Material provided:
::::::

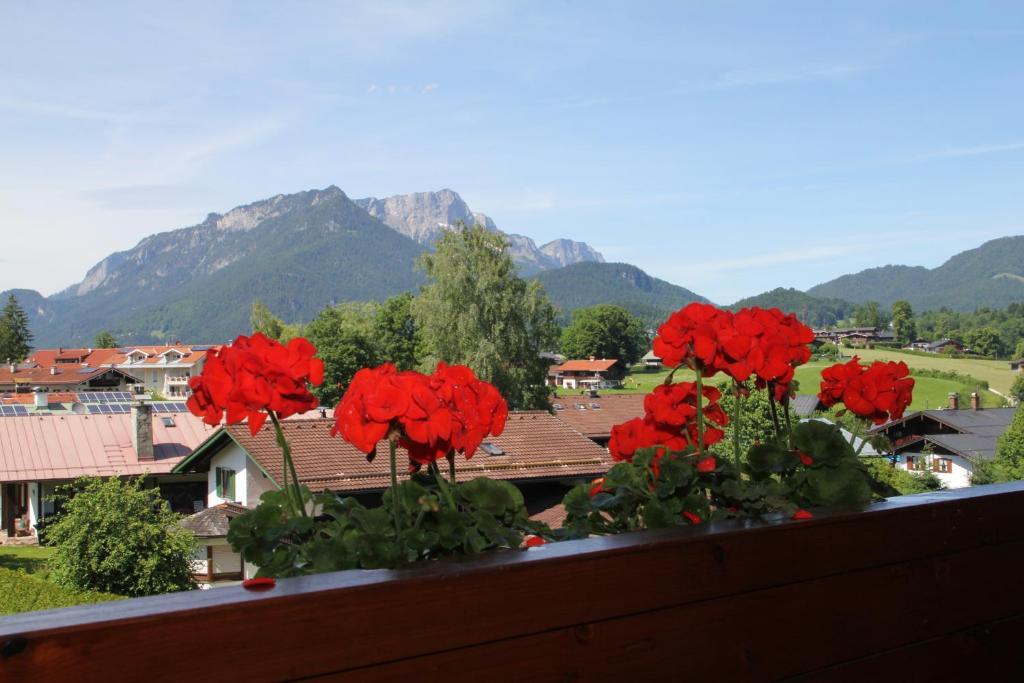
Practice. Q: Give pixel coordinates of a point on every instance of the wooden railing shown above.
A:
(919, 588)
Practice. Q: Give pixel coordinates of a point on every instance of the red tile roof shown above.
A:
(537, 446)
(41, 447)
(579, 412)
(597, 366)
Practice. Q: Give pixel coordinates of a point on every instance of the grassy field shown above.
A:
(24, 586)
(930, 392)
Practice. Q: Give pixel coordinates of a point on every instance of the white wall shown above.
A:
(250, 482)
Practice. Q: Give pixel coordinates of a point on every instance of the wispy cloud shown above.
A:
(766, 76)
(976, 151)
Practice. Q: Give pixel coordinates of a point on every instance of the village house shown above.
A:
(42, 451)
(949, 442)
(539, 453)
(590, 374)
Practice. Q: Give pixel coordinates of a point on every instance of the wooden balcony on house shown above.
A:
(920, 588)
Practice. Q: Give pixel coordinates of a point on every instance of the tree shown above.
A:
(477, 312)
(343, 337)
(604, 331)
(868, 314)
(395, 332)
(118, 537)
(985, 341)
(104, 340)
(15, 338)
(903, 325)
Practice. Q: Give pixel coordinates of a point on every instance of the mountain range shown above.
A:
(300, 252)
(297, 253)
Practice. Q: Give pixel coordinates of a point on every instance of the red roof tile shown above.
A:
(579, 412)
(537, 446)
(41, 447)
(597, 366)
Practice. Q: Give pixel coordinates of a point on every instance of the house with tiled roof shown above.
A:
(595, 416)
(538, 452)
(588, 374)
(949, 442)
(41, 451)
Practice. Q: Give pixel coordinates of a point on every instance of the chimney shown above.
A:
(141, 429)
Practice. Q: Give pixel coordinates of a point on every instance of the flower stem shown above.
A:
(737, 398)
(292, 489)
(699, 384)
(392, 446)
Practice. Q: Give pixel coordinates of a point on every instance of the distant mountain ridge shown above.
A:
(297, 253)
(991, 274)
(426, 216)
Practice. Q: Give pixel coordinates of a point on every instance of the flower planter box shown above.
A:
(918, 588)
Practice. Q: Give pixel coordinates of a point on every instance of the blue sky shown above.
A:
(726, 146)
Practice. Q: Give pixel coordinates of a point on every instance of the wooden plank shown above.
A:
(322, 624)
(758, 636)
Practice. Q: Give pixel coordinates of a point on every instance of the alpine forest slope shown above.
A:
(812, 310)
(297, 253)
(991, 275)
(426, 216)
(583, 285)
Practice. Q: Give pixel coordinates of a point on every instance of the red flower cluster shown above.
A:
(670, 420)
(431, 416)
(754, 341)
(252, 377)
(879, 392)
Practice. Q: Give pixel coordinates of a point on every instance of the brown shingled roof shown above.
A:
(536, 445)
(579, 412)
(212, 522)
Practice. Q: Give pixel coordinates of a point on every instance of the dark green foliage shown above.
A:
(436, 521)
(604, 331)
(104, 340)
(903, 326)
(118, 537)
(343, 336)
(991, 274)
(811, 310)
(395, 333)
(985, 341)
(476, 311)
(20, 592)
(583, 285)
(15, 338)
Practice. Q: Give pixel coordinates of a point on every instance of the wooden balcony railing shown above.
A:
(920, 588)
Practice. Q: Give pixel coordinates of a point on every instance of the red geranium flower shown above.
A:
(254, 376)
(879, 392)
(431, 417)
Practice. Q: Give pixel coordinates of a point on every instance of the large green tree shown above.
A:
(15, 337)
(476, 311)
(604, 331)
(903, 325)
(343, 336)
(395, 333)
(119, 537)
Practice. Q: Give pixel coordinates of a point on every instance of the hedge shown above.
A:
(20, 592)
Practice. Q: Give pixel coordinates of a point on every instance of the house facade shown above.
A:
(948, 442)
(538, 452)
(38, 453)
(589, 374)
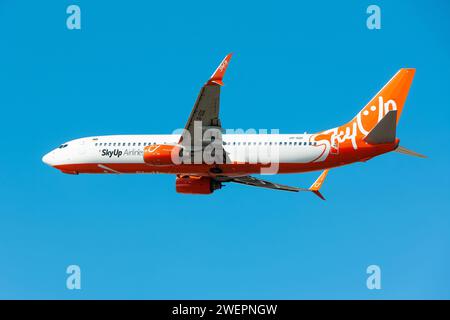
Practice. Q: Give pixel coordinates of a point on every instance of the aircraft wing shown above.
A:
(205, 114)
(255, 182)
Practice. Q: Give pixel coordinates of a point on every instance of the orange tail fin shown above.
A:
(391, 97)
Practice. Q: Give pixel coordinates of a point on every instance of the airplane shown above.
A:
(204, 157)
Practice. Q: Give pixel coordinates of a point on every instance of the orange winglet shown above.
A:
(217, 76)
(318, 184)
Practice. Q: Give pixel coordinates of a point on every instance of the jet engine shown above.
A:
(161, 154)
(196, 185)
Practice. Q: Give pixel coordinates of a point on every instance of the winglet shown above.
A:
(217, 76)
(315, 187)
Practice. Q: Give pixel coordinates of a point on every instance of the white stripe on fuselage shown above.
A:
(129, 148)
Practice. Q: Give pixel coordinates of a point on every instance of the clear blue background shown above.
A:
(136, 67)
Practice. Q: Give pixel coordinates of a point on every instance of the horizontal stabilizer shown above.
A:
(409, 152)
(384, 131)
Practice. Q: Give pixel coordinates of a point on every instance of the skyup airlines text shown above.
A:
(118, 153)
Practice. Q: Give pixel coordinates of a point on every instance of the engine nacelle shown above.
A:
(161, 154)
(196, 185)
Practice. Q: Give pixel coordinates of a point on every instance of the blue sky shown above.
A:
(136, 67)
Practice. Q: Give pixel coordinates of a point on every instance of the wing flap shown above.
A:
(255, 182)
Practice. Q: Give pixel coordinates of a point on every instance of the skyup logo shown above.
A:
(111, 153)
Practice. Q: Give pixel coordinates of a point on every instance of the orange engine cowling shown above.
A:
(196, 185)
(161, 154)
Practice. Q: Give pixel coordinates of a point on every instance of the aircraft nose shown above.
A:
(47, 159)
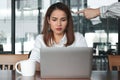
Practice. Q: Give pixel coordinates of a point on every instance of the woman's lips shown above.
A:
(58, 29)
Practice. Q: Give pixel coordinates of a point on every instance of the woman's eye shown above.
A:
(53, 19)
(63, 19)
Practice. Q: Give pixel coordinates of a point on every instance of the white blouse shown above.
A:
(39, 43)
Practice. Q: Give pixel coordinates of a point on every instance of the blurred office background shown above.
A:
(21, 21)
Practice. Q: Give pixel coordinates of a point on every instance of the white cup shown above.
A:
(27, 67)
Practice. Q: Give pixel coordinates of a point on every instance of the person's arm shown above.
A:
(110, 11)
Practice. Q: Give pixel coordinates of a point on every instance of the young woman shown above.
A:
(57, 31)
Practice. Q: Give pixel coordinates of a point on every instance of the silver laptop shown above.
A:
(66, 62)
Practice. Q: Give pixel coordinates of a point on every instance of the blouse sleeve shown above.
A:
(35, 54)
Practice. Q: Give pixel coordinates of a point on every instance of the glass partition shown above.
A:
(5, 26)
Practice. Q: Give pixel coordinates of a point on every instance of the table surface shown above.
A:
(96, 75)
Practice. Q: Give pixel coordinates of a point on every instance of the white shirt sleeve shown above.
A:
(80, 40)
(110, 11)
(35, 54)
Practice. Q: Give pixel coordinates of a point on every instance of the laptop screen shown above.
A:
(66, 62)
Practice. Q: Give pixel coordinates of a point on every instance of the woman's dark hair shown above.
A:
(48, 35)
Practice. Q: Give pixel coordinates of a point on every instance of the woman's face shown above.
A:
(58, 22)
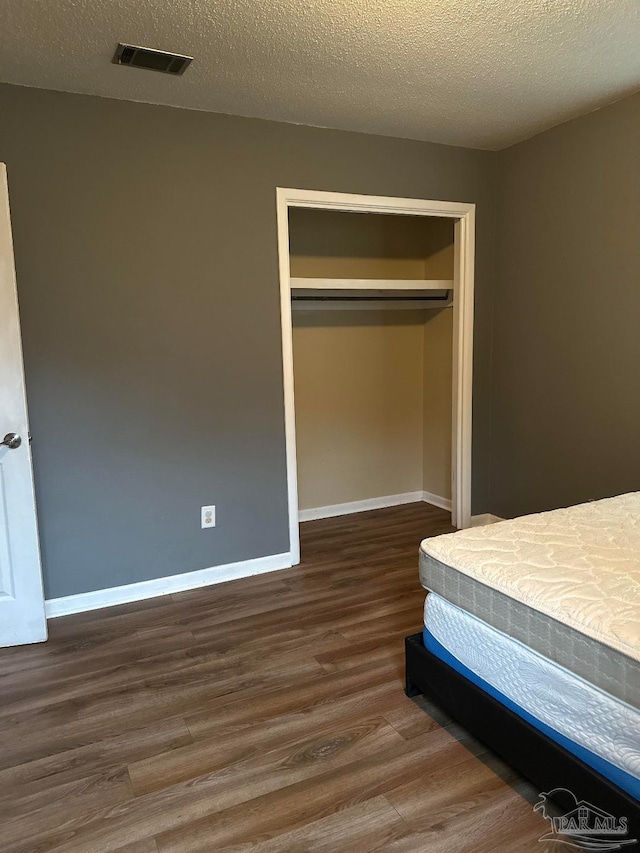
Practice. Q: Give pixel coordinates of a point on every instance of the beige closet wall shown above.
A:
(437, 380)
(372, 389)
(359, 406)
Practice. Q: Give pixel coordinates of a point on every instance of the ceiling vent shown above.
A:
(152, 60)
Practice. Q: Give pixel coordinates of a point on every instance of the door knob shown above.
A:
(11, 440)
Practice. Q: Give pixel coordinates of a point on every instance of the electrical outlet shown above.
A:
(207, 517)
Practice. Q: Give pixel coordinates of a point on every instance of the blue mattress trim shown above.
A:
(614, 774)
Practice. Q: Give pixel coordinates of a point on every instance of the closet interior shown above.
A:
(372, 355)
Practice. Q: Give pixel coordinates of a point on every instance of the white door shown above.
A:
(22, 617)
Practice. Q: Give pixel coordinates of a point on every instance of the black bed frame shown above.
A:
(544, 762)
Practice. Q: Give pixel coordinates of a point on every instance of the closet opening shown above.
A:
(377, 313)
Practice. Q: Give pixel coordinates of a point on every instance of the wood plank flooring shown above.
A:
(263, 714)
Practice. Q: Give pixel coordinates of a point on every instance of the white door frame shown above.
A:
(464, 252)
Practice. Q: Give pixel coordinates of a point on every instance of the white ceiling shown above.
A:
(478, 73)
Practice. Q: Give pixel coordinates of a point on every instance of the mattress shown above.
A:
(566, 583)
(598, 728)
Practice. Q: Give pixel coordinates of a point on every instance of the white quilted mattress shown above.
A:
(580, 565)
(567, 703)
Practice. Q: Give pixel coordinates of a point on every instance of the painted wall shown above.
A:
(373, 408)
(358, 392)
(145, 242)
(566, 342)
(437, 378)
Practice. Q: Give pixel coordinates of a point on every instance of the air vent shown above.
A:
(152, 60)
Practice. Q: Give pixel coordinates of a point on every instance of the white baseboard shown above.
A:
(436, 500)
(484, 518)
(162, 586)
(372, 503)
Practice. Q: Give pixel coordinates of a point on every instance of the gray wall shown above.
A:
(145, 242)
(566, 343)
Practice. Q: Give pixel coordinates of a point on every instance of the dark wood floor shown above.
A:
(264, 714)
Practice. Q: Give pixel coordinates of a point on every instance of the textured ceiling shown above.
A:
(478, 73)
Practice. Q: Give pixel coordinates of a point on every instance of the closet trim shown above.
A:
(463, 215)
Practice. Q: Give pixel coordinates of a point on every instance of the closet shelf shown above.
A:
(370, 284)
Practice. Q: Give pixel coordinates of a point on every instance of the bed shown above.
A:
(532, 640)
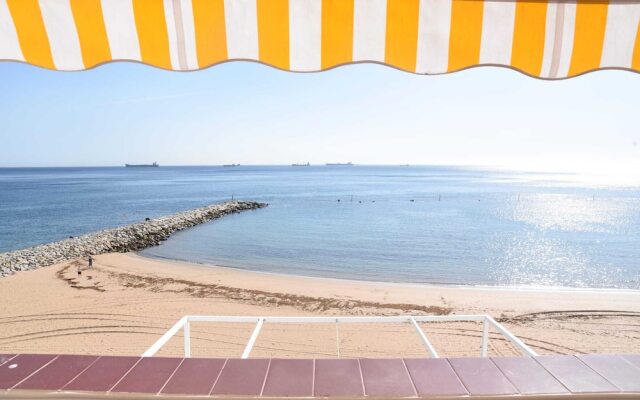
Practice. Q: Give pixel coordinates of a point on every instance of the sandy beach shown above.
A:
(126, 302)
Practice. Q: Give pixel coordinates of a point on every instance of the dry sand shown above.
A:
(126, 302)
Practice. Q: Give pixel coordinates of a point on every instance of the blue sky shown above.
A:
(251, 114)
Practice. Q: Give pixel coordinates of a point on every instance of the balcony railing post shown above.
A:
(253, 338)
(424, 338)
(485, 337)
(187, 339)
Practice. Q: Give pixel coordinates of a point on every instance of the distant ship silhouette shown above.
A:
(155, 164)
(339, 164)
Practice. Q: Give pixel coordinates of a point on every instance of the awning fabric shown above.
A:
(547, 39)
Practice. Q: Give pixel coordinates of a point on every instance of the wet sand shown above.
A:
(126, 302)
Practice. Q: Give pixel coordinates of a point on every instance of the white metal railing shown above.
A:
(487, 322)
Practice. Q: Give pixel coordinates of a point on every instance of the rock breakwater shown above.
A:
(123, 239)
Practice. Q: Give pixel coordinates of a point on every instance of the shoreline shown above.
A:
(537, 289)
(125, 302)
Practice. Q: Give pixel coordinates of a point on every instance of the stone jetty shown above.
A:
(121, 240)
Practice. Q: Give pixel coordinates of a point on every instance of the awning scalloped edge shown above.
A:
(543, 39)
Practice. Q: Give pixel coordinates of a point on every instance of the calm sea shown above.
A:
(405, 224)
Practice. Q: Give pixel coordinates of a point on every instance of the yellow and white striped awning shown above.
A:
(547, 39)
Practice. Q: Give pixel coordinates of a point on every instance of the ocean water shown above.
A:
(440, 225)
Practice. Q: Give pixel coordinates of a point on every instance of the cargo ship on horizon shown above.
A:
(154, 165)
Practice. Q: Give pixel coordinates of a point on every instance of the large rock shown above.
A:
(121, 240)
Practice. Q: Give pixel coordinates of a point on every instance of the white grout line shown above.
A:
(364, 390)
(171, 376)
(218, 377)
(81, 372)
(125, 374)
(406, 369)
(266, 375)
(9, 359)
(34, 372)
(313, 379)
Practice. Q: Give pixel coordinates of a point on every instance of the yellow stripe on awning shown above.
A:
(528, 36)
(547, 39)
(32, 35)
(466, 33)
(588, 39)
(273, 32)
(210, 32)
(402, 33)
(152, 32)
(89, 21)
(337, 32)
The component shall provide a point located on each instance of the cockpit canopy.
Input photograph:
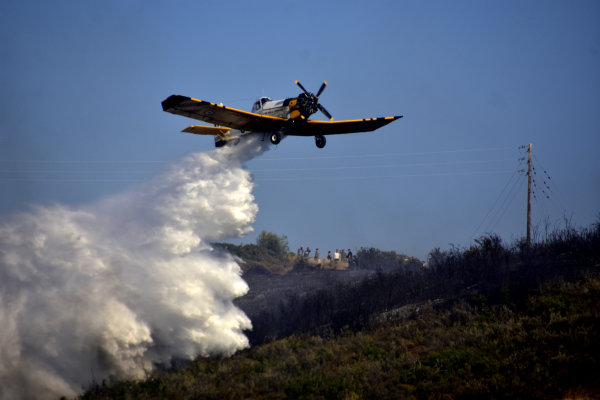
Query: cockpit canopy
(258, 104)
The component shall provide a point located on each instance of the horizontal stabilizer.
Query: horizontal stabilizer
(223, 133)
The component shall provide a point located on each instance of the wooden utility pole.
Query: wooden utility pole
(529, 198)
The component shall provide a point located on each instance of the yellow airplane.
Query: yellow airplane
(277, 119)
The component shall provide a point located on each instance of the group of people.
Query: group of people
(336, 257)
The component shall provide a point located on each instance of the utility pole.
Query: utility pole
(529, 199)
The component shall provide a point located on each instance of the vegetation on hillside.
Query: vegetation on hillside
(270, 254)
(539, 349)
(491, 321)
(491, 268)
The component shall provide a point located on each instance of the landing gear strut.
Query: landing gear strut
(275, 137)
(320, 141)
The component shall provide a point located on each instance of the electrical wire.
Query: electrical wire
(498, 198)
(376, 176)
(382, 155)
(501, 205)
(508, 206)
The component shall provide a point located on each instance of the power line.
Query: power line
(507, 207)
(377, 176)
(502, 205)
(382, 155)
(280, 169)
(378, 166)
(258, 159)
(498, 198)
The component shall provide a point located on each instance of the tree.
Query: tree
(276, 245)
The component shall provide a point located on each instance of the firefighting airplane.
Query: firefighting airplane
(275, 119)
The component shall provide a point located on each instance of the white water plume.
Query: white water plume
(125, 283)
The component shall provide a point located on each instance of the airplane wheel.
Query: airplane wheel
(275, 138)
(320, 140)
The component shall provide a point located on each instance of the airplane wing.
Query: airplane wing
(312, 128)
(223, 133)
(246, 121)
(221, 115)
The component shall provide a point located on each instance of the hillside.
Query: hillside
(490, 321)
(542, 348)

::::::

Work task: Repeat word for word the lines above that run from the line containing "Query: cockpit canopy" through the line containing "the yellow airplane.", both ends included, and nothing else.

Response to this exercise:
Query: cockpit canopy
(258, 104)
The component shall provide a point located on each instance of the horizontal stabilizer.
Query: horizontal stabilizer
(223, 133)
The component shall provide a point located on each instance of the wooden utility pole.
Query: wooden utility pole
(529, 198)
The component shall provide a point located on each instance of the yellow airplane.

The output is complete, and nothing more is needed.